--- Data to use ---

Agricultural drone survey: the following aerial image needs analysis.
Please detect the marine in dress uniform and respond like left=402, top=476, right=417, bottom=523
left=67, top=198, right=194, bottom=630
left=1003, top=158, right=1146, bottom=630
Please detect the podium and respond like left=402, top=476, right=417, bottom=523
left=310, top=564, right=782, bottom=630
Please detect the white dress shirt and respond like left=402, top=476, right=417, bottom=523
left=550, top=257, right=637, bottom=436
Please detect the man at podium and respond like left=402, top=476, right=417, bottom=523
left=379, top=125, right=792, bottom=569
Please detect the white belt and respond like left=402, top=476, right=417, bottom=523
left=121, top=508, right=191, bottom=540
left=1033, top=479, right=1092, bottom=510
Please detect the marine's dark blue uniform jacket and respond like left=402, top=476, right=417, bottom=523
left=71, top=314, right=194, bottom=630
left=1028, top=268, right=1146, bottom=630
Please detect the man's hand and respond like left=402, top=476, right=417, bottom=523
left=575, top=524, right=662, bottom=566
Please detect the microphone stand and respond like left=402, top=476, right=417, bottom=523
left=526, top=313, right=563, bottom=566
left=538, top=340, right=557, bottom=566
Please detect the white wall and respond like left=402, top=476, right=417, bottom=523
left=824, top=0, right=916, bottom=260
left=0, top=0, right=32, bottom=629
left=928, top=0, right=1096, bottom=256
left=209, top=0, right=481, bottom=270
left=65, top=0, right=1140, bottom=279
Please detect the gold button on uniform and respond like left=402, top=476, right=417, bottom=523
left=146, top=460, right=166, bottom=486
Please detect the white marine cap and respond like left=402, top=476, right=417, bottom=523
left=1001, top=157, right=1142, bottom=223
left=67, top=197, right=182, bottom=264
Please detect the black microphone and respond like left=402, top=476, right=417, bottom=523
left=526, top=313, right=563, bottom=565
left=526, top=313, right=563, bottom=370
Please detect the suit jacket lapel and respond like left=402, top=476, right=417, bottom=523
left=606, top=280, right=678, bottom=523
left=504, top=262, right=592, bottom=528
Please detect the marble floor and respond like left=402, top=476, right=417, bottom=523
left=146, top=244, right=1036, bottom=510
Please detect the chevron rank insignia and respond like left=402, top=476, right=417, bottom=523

---

- **Set problem**: From the data above, write out the lines from the one containing "Please detect the white belt" through the one containing "left=575, top=524, right=662, bottom=566", inclusive, without changing them.

- **Result for this exercise**:
Please detect the white belt and respond like left=402, top=476, right=417, bottom=523
left=121, top=508, right=191, bottom=540
left=1033, top=479, right=1092, bottom=510
Please detect the marine's dark blue uniform jacket and respond like left=402, top=476, right=417, bottom=523
left=71, top=314, right=194, bottom=630
left=1028, top=268, right=1146, bottom=630
Please detect the man's hand and respond like left=402, top=476, right=417, bottom=523
left=575, top=524, right=662, bottom=566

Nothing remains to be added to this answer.